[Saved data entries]
--
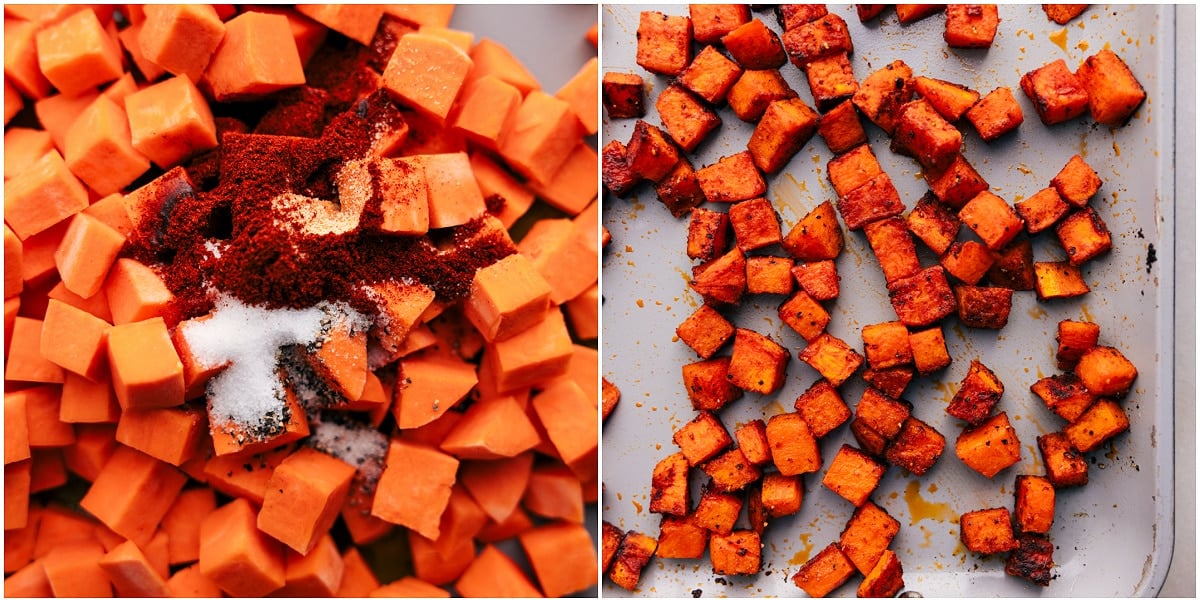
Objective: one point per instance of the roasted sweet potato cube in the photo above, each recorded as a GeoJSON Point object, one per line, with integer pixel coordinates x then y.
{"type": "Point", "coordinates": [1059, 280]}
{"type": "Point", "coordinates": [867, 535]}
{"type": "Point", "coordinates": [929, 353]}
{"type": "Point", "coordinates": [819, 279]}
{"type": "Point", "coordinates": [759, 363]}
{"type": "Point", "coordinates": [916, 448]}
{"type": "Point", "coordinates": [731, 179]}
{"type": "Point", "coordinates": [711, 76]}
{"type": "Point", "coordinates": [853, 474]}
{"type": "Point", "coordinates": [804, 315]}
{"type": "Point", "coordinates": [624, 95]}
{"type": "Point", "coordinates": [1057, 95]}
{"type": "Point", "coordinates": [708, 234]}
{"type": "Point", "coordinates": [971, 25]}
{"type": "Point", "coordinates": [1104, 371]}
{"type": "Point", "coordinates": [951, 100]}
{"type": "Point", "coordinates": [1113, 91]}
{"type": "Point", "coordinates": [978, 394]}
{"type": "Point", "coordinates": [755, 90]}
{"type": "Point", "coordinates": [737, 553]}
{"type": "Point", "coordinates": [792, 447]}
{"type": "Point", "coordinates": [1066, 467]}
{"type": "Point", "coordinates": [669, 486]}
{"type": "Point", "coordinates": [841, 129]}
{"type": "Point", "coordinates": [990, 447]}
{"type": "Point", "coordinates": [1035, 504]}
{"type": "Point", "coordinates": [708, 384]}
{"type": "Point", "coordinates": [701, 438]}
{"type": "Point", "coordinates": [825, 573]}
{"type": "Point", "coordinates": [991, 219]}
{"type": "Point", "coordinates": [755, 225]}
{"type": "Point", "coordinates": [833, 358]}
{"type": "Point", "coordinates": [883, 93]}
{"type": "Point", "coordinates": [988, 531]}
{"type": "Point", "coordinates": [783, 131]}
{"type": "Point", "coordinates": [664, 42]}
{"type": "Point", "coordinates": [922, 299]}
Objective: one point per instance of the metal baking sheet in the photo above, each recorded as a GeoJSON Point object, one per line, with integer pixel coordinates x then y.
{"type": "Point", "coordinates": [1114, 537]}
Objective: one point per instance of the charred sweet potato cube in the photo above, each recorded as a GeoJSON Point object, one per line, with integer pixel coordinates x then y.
--
### [What the task requires]
Beginning with the line that holds "Objective: one point per instance of the metal", please return every line through the end of the data, exactly as written.

### [Response to this task]
Objective: one point per instance of the metal baking sheet in the photo above, each recorded as a GeoJSON Point object, one per line, with integer pixel coordinates x then y.
{"type": "Point", "coordinates": [1114, 537]}
Objective: one point per instance of the charred sweet potato cube in the photo above, each recorded as a GeoJSON Point object, one per line, with integer pixel coordinates x then y.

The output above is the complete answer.